=== Text passage ===
+-------+
A few weeks later, the pistol came back, but with nothing to indicate what had been done to it. As soon as we could, we again took it to the range and proceeded to load up a magazine with some of the Ultramax 200-grain LSWC ammunition that had been one of the “problem” selections initially. To our dismay, we again experienced severe failures to return to battery. The first round chambered from slidelock. The second round locked up the pistol. After clearing the stoppage, we reloaded the magazine and tried again, with the exact same result: the first round fed from slidelock, and the second round locked up the pistol.
At this point, rather than fight with other ammunition types, we field stripped the pistol to remove the barrel and we then took several rounds from each box of the types that had given us problems before, and tried dropping them into the chamber (the aptly-named “plunk” test). What we found was that, out of ten rounds of each of the different types, anywhere from four to six rounds would not “plunk” cleanly into the chamber. Further, when we manually extracted these rounds, we could feel resistance; something was grabbing the round inside.
+-------+
Natural-language region descriptions:
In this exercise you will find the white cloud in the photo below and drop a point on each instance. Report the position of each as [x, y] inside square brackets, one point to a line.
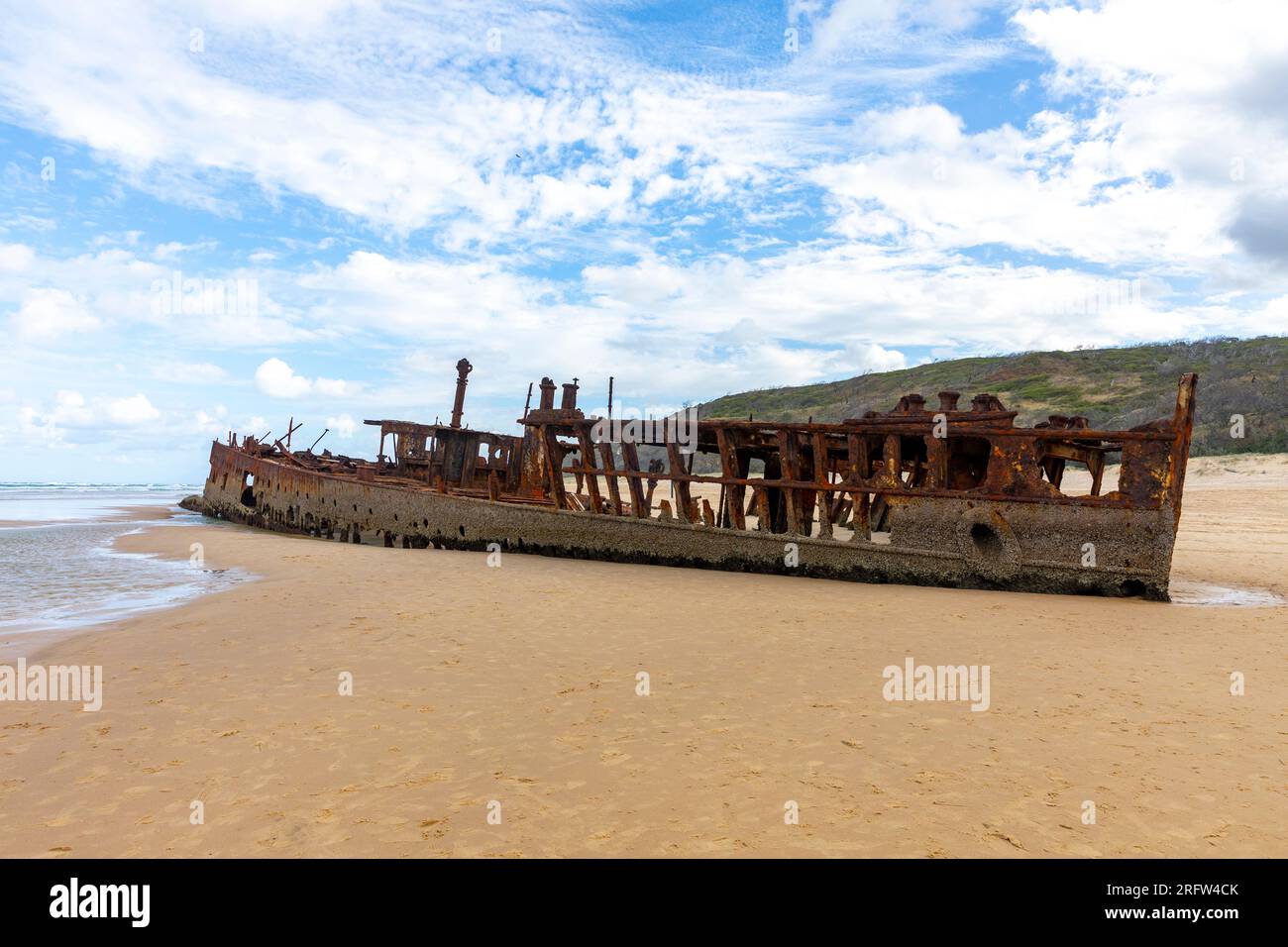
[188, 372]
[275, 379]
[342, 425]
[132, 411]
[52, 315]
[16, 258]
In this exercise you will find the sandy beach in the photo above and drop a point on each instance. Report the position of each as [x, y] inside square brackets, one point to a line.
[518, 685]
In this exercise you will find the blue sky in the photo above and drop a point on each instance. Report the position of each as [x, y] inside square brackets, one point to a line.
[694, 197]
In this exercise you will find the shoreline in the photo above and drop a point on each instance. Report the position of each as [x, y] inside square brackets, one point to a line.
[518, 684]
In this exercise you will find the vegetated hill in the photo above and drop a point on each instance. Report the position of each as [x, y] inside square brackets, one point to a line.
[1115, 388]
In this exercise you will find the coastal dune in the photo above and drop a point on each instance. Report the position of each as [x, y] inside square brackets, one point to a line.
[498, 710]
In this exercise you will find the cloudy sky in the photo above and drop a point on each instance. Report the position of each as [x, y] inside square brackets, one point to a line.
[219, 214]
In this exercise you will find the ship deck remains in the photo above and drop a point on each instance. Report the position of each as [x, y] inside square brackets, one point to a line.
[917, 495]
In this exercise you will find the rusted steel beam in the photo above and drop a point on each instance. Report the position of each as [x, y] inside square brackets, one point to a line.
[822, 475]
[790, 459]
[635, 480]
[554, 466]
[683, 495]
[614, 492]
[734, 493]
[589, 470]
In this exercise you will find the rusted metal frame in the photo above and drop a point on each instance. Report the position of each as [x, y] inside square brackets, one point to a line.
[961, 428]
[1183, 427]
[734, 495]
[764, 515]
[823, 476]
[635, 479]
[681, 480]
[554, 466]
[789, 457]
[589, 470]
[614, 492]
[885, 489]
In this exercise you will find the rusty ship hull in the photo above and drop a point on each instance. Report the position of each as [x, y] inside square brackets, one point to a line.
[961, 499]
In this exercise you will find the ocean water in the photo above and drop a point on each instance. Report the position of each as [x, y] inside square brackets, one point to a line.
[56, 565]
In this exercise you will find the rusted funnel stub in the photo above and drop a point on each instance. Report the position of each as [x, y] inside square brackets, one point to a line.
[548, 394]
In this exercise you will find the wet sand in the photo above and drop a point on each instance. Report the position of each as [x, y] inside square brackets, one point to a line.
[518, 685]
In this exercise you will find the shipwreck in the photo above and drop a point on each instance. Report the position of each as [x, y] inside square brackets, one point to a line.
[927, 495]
+-------+
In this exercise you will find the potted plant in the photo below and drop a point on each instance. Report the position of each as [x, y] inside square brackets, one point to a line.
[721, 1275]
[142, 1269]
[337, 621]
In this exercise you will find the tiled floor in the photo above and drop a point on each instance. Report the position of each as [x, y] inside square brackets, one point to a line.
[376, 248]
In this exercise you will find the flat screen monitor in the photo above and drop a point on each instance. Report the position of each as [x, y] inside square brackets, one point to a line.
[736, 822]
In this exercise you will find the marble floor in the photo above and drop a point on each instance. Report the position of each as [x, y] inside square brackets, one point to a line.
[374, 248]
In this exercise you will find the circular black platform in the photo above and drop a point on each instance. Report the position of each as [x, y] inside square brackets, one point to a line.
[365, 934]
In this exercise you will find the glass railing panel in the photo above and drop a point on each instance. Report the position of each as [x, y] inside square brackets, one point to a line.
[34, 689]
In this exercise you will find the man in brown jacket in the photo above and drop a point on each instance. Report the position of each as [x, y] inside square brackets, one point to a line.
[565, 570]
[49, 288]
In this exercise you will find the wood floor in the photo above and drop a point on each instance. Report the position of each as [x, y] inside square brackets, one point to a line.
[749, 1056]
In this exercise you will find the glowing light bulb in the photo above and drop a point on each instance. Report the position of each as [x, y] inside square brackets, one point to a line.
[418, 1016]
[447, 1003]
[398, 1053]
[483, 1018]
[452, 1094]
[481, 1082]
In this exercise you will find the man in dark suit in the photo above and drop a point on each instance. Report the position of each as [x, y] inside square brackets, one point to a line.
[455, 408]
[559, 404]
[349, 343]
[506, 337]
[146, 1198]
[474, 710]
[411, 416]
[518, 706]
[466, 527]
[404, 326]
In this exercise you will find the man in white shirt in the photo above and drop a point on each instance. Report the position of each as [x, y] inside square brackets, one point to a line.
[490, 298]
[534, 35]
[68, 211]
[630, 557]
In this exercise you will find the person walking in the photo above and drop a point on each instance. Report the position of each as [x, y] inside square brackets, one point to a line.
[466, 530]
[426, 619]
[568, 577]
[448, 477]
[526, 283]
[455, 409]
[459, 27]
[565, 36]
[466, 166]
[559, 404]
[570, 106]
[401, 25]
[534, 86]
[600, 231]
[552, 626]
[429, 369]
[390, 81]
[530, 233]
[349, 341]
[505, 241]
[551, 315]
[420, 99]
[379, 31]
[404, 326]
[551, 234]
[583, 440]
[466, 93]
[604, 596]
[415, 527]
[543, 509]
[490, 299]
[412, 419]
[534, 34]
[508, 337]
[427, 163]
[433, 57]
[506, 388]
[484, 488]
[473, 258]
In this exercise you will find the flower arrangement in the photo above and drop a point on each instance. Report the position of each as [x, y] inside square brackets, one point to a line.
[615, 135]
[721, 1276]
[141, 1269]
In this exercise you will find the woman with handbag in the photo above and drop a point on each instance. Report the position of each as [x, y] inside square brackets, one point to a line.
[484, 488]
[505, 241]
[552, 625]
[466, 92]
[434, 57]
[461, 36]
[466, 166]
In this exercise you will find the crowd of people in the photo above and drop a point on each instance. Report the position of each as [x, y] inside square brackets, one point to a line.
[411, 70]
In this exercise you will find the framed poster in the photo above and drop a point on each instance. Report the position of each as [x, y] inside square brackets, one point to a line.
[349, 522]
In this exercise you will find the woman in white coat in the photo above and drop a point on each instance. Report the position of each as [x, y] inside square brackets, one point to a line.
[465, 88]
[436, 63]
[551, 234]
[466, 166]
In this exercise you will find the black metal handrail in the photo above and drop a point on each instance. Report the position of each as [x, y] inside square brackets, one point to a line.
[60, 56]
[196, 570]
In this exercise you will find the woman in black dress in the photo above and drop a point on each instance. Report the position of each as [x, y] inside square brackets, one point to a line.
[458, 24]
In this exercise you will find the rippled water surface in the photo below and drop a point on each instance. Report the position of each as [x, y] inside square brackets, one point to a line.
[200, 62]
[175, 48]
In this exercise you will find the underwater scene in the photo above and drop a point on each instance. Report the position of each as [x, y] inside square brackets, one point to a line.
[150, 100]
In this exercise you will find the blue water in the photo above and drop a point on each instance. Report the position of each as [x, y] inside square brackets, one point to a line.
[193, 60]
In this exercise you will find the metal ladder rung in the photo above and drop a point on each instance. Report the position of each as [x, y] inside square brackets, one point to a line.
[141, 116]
+-------+
=== Parts of the exercise ===
(a) In the pistol-testing passage, why did the testers load the Ultramax 200-grain LSWC ammunition when they took the returned pistol back to the range?
(b) Reproduce everything in the pistol-testing passage from "At this point, rather" down to "the round inside.".
(c) Pick up the pistol-testing passage after its last sentence and keep writing.
These lines have nothing to do with the pistol-testing passage.

=== Responses ===
(a) That ammunition had been one of the "problem" selections in the initial testing.

(b)
At this point, rather than fight with other ammunition types, we field stripped the pistol to remove the barrel and we then took several rounds from each box of the types that had given us problems before, and tried dropping them into the chamber (the aptly-named “plunk” test). What we found was that, out of ten rounds of each of the different types, anywhere from four to six rounds would not “plunk” cleanly into the chamber. Further, when we manually extracted these rounds, we could feel resistance; something was grabbing the round inside.

(c)
Since all the FMJ ammunition (except the steel-cased TulAmmo) chambered and extracted cleanly, we decided that the problem probably wasn’t a tight chamber. The other suspect, then, was the possibility of the barrel not being reamed to provide sufficient freebore. We fired off another e-mail to Umarex USA and followed up with another telephone call. We learned that their gunsmith had replaced and tuned the extractor, but he had apparently not understood what problem we had encountered and had not done anything to the barrel. Umarex readily agreed to send us a replacement barrel, which arrived a couple of days later. (Without a link–fortunately, we had a supply of pins and standard .278” barrel links on hand.) Before even installing the replacement barrel we took out the ammo carrier and subjected the new barrel to the plunk test with each of the types that had given us problems. Happy feet! They all passed the plunk test, so we installed the new barrel in the pistol and headed back to the range.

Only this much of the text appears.